- _GIVEN REQUEST_
Rewrite the stretch from the line containing "Where can you spot the exterior" through the line containing "[[294, 54]]", swapping "step handrail" for "stair handrail" and leaving everything else unchanged.

** START OF TASK INPUTS **

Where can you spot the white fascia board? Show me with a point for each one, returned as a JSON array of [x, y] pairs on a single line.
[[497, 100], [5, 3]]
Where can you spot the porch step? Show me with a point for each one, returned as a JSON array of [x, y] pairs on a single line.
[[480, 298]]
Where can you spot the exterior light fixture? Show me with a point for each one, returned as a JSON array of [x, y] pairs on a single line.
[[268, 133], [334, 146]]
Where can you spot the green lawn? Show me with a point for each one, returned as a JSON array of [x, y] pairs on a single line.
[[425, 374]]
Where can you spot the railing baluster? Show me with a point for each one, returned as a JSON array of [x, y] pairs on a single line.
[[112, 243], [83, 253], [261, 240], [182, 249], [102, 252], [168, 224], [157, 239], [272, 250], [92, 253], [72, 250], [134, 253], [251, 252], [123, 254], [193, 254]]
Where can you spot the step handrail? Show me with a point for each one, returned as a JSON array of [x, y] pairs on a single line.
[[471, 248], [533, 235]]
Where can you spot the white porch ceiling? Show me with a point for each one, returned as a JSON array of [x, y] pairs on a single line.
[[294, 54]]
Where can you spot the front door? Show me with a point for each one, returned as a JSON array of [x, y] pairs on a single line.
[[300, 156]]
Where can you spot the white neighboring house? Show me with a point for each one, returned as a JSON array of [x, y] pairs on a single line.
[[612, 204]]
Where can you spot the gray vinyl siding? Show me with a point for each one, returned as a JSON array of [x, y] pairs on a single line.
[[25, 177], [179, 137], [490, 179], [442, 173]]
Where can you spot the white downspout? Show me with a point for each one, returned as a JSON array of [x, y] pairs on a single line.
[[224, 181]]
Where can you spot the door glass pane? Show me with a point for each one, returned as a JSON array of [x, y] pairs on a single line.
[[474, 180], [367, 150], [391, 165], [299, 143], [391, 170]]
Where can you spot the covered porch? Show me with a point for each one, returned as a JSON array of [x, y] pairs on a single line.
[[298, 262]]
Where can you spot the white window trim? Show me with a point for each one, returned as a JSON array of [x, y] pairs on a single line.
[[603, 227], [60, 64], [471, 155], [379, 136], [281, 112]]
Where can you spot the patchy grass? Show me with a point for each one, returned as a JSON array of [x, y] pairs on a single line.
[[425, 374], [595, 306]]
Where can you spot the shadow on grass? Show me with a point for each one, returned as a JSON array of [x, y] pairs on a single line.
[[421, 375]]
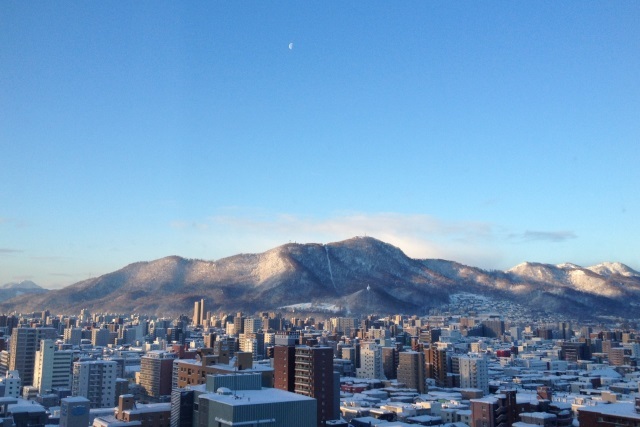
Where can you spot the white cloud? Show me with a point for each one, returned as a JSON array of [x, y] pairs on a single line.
[[419, 236]]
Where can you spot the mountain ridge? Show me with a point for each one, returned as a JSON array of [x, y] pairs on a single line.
[[360, 275]]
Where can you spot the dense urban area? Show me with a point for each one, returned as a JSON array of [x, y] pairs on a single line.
[[470, 364]]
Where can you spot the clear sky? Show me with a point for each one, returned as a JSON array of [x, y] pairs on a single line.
[[489, 133]]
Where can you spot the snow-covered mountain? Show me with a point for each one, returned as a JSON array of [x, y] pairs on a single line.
[[358, 275]]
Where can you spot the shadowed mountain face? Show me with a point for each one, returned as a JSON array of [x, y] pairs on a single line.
[[358, 275]]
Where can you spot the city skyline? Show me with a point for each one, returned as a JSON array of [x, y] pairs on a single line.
[[486, 134]]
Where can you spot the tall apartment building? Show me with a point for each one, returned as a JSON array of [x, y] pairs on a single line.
[[24, 344], [156, 369], [11, 384], [73, 336], [100, 337], [198, 312], [252, 325], [390, 362], [238, 323], [52, 367], [436, 365], [411, 370], [474, 373], [314, 378], [96, 380], [370, 361], [284, 367]]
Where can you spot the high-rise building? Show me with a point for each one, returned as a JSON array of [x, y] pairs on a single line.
[[52, 367], [12, 384], [72, 336], [95, 380], [370, 361], [411, 370], [198, 312], [24, 344], [238, 324], [436, 365], [100, 337], [474, 373], [314, 378], [156, 368], [284, 367], [390, 362]]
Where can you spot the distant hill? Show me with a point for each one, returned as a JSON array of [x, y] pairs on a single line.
[[15, 289], [359, 275]]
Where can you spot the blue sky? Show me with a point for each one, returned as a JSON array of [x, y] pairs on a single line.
[[485, 132]]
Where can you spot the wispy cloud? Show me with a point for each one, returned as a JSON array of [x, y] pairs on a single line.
[[548, 236], [418, 235], [48, 258], [10, 251]]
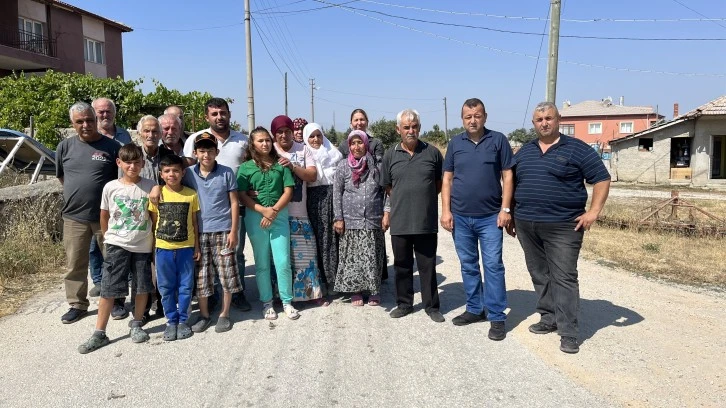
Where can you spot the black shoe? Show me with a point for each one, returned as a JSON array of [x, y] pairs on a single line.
[[119, 311], [241, 302], [400, 311], [73, 315], [468, 318], [569, 345], [542, 328], [497, 332], [436, 316]]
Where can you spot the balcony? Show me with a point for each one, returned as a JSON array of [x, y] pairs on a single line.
[[23, 50]]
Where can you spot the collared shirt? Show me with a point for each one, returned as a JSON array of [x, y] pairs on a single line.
[[476, 189], [231, 151], [414, 194], [215, 214], [549, 186], [151, 164]]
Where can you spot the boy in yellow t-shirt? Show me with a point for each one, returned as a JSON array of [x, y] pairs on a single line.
[[177, 247]]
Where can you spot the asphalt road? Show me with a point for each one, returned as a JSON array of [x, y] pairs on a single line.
[[644, 344]]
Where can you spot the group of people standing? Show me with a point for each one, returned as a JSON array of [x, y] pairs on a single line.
[[316, 216]]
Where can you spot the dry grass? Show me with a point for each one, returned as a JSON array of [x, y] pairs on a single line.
[[675, 257], [31, 256]]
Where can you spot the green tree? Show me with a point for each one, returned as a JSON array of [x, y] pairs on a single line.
[[385, 130], [522, 135]]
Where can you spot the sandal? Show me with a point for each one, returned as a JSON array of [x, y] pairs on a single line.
[[269, 312], [291, 312]]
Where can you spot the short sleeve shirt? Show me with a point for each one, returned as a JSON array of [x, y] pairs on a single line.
[[129, 225], [215, 209], [414, 193], [85, 168], [550, 186], [269, 184], [476, 189], [300, 155], [174, 226]]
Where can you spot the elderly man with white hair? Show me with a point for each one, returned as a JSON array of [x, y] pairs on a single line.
[[84, 164]]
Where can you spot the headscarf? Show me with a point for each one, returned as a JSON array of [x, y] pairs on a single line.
[[359, 167], [280, 122], [326, 156], [298, 123]]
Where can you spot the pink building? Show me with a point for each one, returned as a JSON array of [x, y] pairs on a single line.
[[602, 121]]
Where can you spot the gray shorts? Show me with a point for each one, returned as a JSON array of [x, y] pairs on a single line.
[[117, 266]]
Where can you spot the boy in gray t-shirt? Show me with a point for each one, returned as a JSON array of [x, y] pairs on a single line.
[[129, 240]]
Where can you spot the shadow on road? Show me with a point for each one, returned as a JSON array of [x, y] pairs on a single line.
[[594, 314]]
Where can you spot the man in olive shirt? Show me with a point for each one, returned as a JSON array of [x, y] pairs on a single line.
[[411, 174], [84, 164]]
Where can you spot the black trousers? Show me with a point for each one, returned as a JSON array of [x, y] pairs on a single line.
[[423, 247], [551, 250]]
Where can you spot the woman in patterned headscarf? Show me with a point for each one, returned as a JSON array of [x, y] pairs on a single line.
[[320, 202], [297, 127], [358, 212]]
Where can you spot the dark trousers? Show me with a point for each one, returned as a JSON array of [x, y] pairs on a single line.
[[551, 250], [423, 246]]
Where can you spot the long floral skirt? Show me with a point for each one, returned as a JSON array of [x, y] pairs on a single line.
[[304, 262], [320, 213], [360, 260]]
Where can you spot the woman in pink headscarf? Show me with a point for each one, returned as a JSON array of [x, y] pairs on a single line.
[[358, 212]]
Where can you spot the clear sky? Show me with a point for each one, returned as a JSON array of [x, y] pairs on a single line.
[[387, 55]]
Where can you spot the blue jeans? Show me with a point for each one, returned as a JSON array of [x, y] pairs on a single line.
[[175, 278], [472, 234], [95, 262]]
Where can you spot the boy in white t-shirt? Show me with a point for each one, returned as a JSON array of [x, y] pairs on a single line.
[[129, 240]]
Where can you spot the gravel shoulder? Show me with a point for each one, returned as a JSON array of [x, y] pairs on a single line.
[[644, 343]]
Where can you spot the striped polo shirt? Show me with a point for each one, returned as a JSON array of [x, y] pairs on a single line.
[[550, 187]]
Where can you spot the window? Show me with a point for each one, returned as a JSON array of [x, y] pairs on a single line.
[[93, 51], [645, 144], [626, 127], [30, 34], [567, 130], [594, 128]]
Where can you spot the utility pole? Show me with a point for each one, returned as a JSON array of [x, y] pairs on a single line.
[[554, 46], [312, 99], [446, 121], [250, 87]]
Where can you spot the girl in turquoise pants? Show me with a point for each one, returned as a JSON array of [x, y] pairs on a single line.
[[266, 220]]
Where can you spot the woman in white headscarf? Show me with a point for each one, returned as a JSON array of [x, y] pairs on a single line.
[[320, 201]]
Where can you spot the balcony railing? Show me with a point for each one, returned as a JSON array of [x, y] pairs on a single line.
[[25, 40]]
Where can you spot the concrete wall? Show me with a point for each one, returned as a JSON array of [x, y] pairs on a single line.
[[653, 167], [702, 147]]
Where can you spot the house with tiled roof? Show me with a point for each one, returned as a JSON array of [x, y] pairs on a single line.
[[600, 121], [37, 35], [690, 149]]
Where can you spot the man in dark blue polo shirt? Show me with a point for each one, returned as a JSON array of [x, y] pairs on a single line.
[[411, 175], [475, 199], [550, 218]]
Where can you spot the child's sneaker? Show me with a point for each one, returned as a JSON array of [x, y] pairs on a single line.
[[268, 312], [138, 335], [183, 331], [291, 312], [94, 343], [170, 332]]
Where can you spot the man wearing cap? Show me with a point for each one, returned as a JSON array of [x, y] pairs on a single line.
[[476, 196], [232, 146]]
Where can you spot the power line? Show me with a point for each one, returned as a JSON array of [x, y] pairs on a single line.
[[591, 20], [497, 30], [522, 54]]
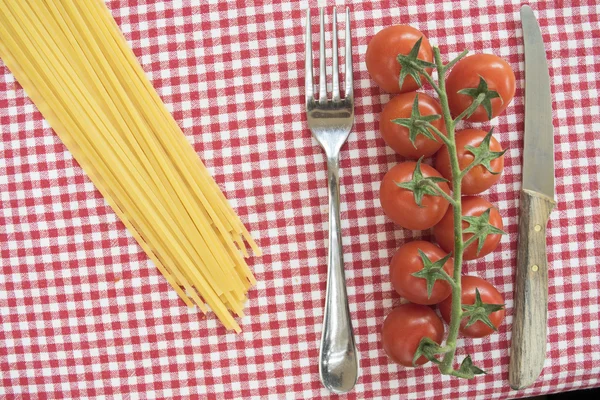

** END OF TASK INPUTS **

- _RESULT OF THE TASK_
Where can you spot the exterior light fixture? Show me with a point for each one, returned as a JSON array of [x, y] pairs on a single line.
[[268, 133], [334, 146]]
Where can you spot the green lawn? Show me with a point for each one, returned as a JSON array of [x, y] pairs on a single line.
[[425, 374]]
Where can you spot the railing baluster? Show me with a point for each one, returned as a JSON array of [x, y] pairs on a single line.
[[112, 243], [83, 253], [261, 240], [182, 249], [102, 252], [168, 224], [157, 239], [272, 250], [92, 253], [72, 250], [134, 253], [251, 252], [123, 254], [193, 254]]
Where can you spot the stair handrail? Show me with a point for each one, returned as a JSON array of [x, y] pairs on a single line.
[[471, 248], [533, 235]]
Where can you spot the white porch ceiling? Show me with a point for each one, returned as a JSON array of [x, y] pairs on a single line.
[[294, 54]]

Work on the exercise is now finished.